TO DO:
Return every line of the records that includes the string "aircraft".

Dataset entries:
Content starts

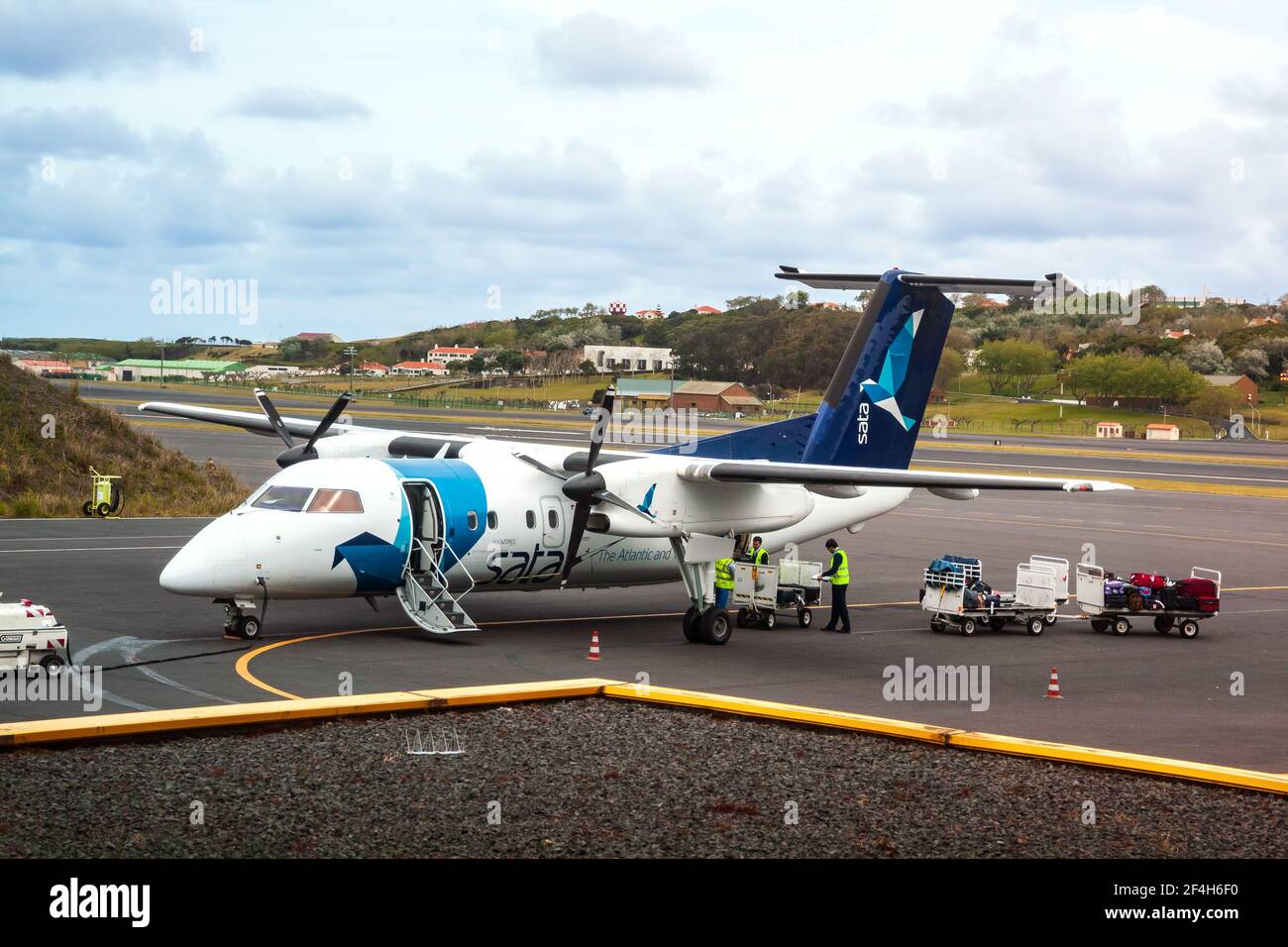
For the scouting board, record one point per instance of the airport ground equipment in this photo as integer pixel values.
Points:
(106, 497)
(1038, 590)
(1091, 603)
(31, 637)
(765, 591)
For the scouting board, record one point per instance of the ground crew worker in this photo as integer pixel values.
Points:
(724, 581)
(838, 575)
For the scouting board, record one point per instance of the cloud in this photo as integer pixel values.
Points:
(596, 52)
(297, 103)
(80, 133)
(46, 42)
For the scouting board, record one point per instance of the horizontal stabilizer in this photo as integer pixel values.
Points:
(1051, 282)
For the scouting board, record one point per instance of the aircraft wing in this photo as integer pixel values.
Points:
(256, 423)
(825, 475)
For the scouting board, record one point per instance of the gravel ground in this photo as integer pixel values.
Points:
(596, 777)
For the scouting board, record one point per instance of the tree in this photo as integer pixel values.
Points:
(1013, 364)
(1206, 357)
(1252, 363)
(952, 364)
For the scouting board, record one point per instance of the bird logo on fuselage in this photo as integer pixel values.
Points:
(894, 369)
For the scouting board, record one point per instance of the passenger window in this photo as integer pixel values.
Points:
(335, 501)
(290, 499)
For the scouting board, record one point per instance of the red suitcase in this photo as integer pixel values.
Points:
(1149, 579)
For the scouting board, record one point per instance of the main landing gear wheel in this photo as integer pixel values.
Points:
(246, 626)
(694, 625)
(716, 628)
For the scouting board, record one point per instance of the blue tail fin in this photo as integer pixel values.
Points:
(874, 405)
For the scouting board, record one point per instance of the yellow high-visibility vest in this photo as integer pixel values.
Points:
(842, 573)
(724, 574)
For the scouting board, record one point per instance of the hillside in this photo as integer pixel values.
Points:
(50, 475)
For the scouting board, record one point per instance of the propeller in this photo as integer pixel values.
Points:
(587, 488)
(294, 454)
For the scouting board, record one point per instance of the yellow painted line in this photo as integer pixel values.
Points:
(747, 706)
(1056, 451)
(1142, 483)
(1129, 762)
(271, 711)
(243, 665)
(1089, 528)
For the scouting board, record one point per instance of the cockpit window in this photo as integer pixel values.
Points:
(336, 501)
(290, 499)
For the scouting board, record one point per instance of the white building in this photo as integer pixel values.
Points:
(451, 354)
(629, 357)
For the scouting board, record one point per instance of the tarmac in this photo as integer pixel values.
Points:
(1142, 692)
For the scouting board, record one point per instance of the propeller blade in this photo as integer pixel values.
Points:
(599, 429)
(580, 514)
(273, 418)
(604, 496)
(539, 466)
(329, 419)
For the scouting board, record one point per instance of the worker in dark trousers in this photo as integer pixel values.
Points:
(838, 575)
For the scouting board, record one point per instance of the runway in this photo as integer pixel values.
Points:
(1144, 692)
(1229, 466)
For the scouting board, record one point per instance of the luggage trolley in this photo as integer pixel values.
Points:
(1041, 583)
(1106, 617)
(765, 591)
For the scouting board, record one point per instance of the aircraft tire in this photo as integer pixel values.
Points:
(716, 628)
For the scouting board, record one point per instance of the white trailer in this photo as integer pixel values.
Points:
(764, 591)
(30, 635)
(1041, 585)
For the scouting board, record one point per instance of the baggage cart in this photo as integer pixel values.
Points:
(761, 592)
(1091, 603)
(1038, 590)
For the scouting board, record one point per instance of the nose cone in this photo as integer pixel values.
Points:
(211, 564)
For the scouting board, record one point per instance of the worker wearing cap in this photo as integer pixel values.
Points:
(724, 581)
(838, 575)
(758, 554)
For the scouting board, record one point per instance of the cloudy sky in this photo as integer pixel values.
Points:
(378, 167)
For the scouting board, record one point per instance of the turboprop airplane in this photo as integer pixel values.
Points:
(430, 518)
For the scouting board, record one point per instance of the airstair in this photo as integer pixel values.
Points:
(425, 595)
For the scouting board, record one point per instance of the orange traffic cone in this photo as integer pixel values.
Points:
(1054, 686)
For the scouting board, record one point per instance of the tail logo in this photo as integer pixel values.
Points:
(894, 369)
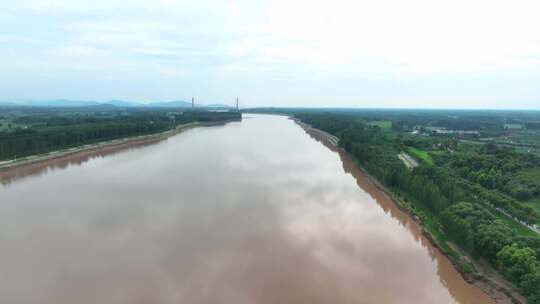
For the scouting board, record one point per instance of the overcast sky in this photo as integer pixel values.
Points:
(384, 53)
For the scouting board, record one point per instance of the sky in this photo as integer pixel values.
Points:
(384, 53)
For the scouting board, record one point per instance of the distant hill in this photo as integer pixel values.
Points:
(123, 103)
(169, 104)
(219, 105)
(114, 102)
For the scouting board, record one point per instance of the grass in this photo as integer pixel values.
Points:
(422, 155)
(383, 124)
(4, 125)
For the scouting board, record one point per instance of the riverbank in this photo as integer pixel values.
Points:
(115, 144)
(476, 273)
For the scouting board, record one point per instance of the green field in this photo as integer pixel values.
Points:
(421, 154)
(383, 124)
(4, 125)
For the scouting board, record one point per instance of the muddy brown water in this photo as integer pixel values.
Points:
(251, 212)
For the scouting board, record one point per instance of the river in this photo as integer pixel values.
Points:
(256, 211)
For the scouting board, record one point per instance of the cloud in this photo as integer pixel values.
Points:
(251, 41)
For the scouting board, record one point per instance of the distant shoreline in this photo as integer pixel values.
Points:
(490, 285)
(6, 166)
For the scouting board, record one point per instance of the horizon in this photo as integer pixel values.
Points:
(36, 103)
(339, 54)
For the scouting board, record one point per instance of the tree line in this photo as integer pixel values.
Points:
(456, 203)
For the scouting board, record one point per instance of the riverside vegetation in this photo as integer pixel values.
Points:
(476, 195)
(26, 131)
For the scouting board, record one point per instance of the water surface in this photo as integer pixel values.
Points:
(251, 212)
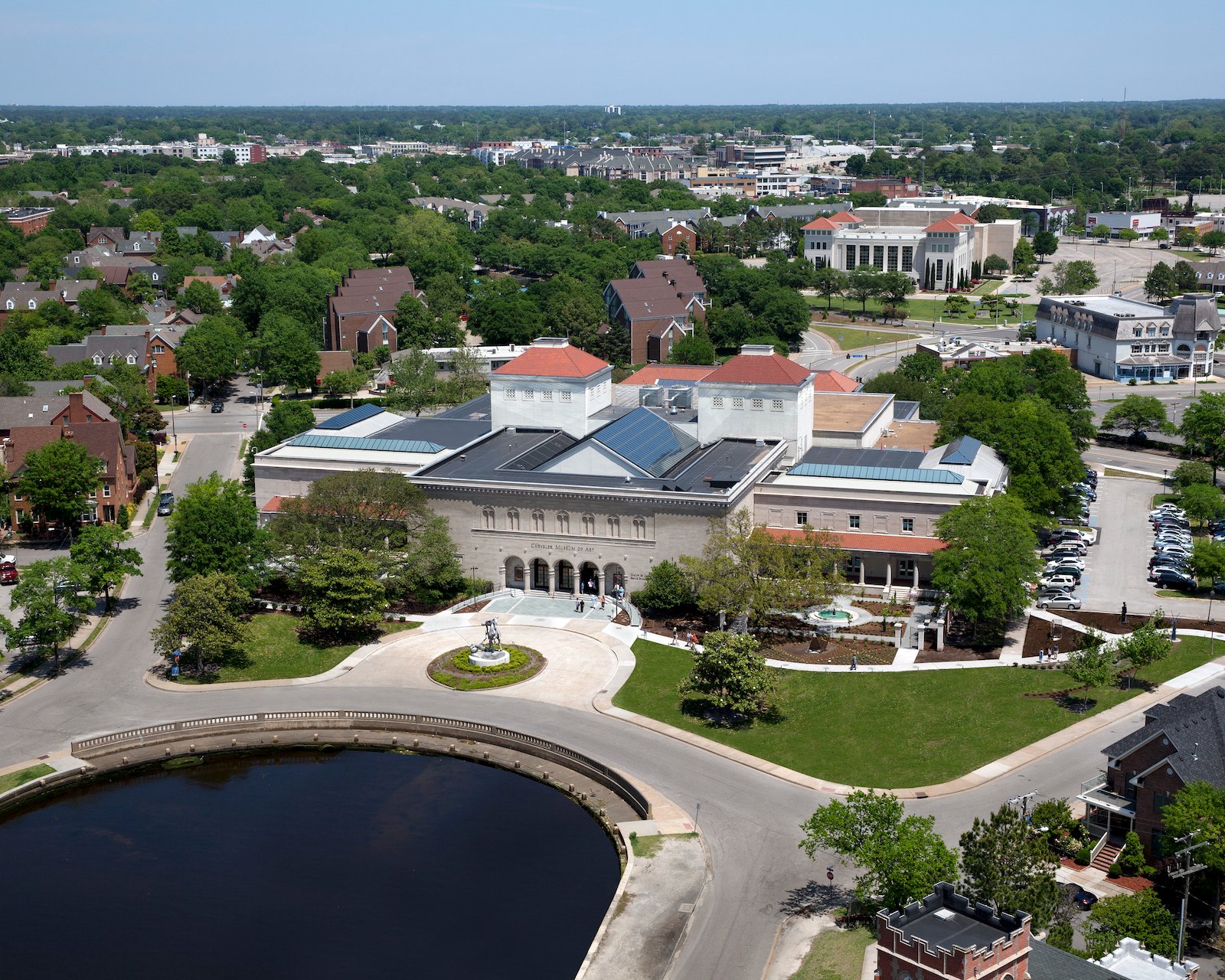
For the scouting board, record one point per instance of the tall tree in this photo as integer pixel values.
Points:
(900, 858)
(58, 481)
(100, 551)
(205, 619)
(52, 604)
(1006, 867)
(988, 561)
(214, 528)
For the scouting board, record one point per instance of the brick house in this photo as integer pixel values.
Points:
(1180, 743)
(79, 416)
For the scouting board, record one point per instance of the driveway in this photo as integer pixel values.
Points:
(1120, 559)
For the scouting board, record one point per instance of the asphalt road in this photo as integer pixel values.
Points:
(750, 820)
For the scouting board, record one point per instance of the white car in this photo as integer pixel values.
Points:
(1060, 602)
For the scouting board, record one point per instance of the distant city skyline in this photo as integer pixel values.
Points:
(579, 53)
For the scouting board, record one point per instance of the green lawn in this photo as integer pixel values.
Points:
(24, 776)
(887, 730)
(836, 955)
(273, 651)
(851, 338)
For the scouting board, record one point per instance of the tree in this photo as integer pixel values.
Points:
(205, 619)
(730, 674)
(665, 590)
(210, 351)
(1204, 502)
(1137, 414)
(1045, 243)
(1023, 260)
(285, 352)
(691, 349)
(1190, 473)
(900, 858)
(1148, 643)
(342, 592)
(1200, 808)
(863, 283)
(412, 384)
(49, 597)
(1141, 916)
(1185, 276)
(830, 282)
(100, 551)
(745, 571)
(58, 481)
(1161, 283)
(383, 516)
(1204, 429)
(1006, 867)
(214, 528)
(988, 561)
(1093, 665)
(202, 298)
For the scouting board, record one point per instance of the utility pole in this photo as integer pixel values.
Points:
(1185, 870)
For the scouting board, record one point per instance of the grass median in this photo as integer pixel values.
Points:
(888, 730)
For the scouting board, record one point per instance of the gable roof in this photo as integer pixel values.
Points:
(760, 369)
(553, 361)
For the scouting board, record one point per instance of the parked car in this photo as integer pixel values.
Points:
(1060, 602)
(1178, 580)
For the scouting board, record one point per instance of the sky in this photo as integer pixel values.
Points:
(579, 52)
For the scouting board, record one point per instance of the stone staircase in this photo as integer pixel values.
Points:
(1106, 857)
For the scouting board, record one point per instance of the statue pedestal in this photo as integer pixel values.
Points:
(484, 657)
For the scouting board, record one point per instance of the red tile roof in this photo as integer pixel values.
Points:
(554, 361)
(655, 373)
(833, 381)
(943, 224)
(849, 541)
(760, 369)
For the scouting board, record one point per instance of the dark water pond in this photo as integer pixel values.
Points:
(304, 865)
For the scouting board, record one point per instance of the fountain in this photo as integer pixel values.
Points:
(489, 653)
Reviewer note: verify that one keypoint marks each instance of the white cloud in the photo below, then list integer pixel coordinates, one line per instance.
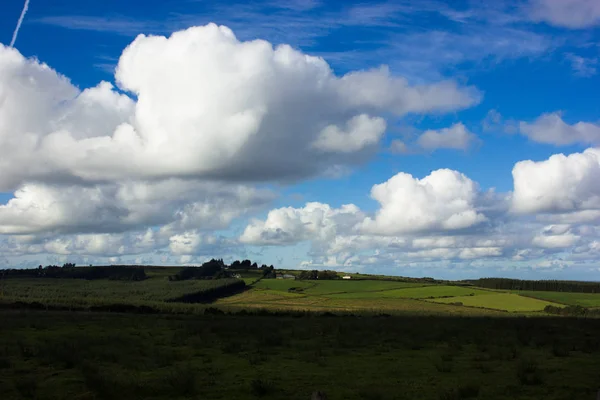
(398, 147)
(361, 131)
(551, 129)
(582, 66)
(575, 14)
(194, 242)
(208, 106)
(456, 137)
(181, 205)
(443, 200)
(555, 241)
(315, 221)
(559, 184)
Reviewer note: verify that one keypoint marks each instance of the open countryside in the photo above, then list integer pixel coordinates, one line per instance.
(81, 332)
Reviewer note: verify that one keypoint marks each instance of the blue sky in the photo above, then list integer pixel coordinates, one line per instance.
(529, 68)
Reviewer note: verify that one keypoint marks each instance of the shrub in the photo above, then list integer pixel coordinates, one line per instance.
(443, 366)
(528, 373)
(260, 387)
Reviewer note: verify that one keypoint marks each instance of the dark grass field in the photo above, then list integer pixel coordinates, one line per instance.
(85, 355)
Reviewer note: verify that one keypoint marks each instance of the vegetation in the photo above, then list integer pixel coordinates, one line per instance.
(156, 292)
(217, 269)
(73, 355)
(421, 292)
(321, 275)
(572, 311)
(499, 301)
(70, 271)
(553, 286)
(252, 337)
(572, 299)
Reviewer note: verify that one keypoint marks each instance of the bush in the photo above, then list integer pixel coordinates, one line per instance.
(528, 373)
(443, 366)
(260, 387)
(467, 391)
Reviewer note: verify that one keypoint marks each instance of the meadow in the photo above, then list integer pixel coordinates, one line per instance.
(591, 300)
(284, 338)
(82, 355)
(156, 291)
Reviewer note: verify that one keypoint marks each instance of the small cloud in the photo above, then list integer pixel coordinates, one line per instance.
(398, 147)
(573, 14)
(583, 67)
(457, 137)
(494, 122)
(551, 129)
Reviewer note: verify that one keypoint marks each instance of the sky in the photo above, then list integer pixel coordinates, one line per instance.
(452, 139)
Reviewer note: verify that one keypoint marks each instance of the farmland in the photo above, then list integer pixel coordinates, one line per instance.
(49, 355)
(573, 299)
(155, 292)
(363, 338)
(499, 301)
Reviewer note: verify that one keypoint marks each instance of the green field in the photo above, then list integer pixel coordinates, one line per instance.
(499, 301)
(353, 339)
(572, 299)
(75, 355)
(80, 293)
(423, 292)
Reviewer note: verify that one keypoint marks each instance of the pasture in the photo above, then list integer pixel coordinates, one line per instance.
(154, 291)
(75, 355)
(499, 301)
(591, 300)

Content ends

RESULT FOR THIS TASK:
For the scouting board, record one point per instance of the aircraft wing in this photo as integer pixel values.
For the scouting board, record one point per instance of the aircraft tire in this photo as integer pixel values.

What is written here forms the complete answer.